* BEGIN RECORDS PROVIDED *

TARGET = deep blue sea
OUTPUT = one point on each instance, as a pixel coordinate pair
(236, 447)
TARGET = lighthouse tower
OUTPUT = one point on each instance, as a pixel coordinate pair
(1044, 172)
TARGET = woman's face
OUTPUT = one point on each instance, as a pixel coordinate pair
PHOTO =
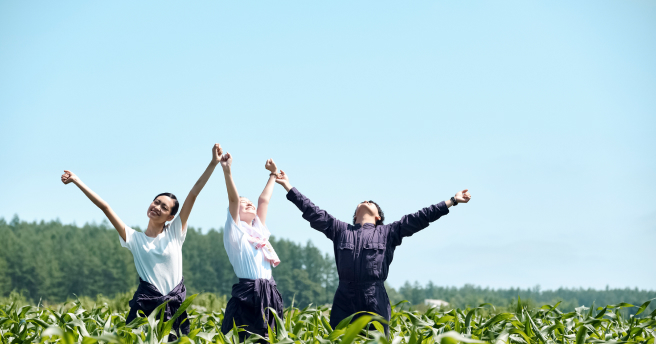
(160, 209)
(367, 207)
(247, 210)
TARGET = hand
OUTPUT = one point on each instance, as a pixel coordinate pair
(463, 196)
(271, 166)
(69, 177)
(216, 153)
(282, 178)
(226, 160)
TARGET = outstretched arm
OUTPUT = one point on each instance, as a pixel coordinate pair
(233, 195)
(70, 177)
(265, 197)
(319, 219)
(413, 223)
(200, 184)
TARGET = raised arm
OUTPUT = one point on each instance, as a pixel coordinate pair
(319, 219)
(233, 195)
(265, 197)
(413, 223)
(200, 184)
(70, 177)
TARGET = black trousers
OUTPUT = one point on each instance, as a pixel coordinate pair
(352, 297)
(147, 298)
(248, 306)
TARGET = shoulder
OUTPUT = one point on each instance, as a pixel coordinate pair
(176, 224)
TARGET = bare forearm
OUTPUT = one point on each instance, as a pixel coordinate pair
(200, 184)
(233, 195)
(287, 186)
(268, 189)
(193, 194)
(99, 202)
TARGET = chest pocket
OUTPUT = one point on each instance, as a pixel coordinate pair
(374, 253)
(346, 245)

* END RECORDS PROVIDED *

__WHAT TO PRODUCE__: Extract every line of the listing above verbatim, leaving out the picture.

__SOLUTION TO THIS TASK__:
TARGET = deep blue sea
OUTPUT = one point on each instance, as a pixel coordinate pair
(236, 447)
TARGET = lighthouse tower
OUTPUT = one point on each instance, as a pixel coordinate pair
(1044, 172)
TARGET = woman's face
OUTPUT = one point on each instance, as a pixel coordinate pair
PHOTO =
(160, 209)
(367, 207)
(247, 210)
TARGET = hand
OUTPUT = one point on each instance, as a pixel coordinate pair
(463, 196)
(271, 166)
(69, 177)
(216, 153)
(282, 178)
(226, 160)
TARGET = outstretched arm
OUTPUT = one point on each instance, as a pixel coordinate pair
(233, 195)
(70, 177)
(265, 197)
(319, 219)
(413, 223)
(200, 184)
TARGET = raised arm
OUTPUT = one point on each instance, as a pixel coordinate pair
(319, 219)
(233, 195)
(265, 197)
(413, 223)
(200, 184)
(70, 177)
TARGET = black trousers
OUTPUT = one point on each instance, as a pixel coordinate pair
(352, 297)
(147, 298)
(248, 306)
TARGET = shoulder
OUTPUT = one point on each instance, as a pixel coordinate pair
(176, 224)
TARGET = bare forearm
OUTPUT = one point on each instance, as a pixel coordinate pair
(200, 184)
(233, 195)
(287, 186)
(268, 189)
(193, 194)
(99, 202)
TARGET = chest pocket
OUTPUT = one point on each instance, as a pixel coordinate pair
(374, 253)
(346, 245)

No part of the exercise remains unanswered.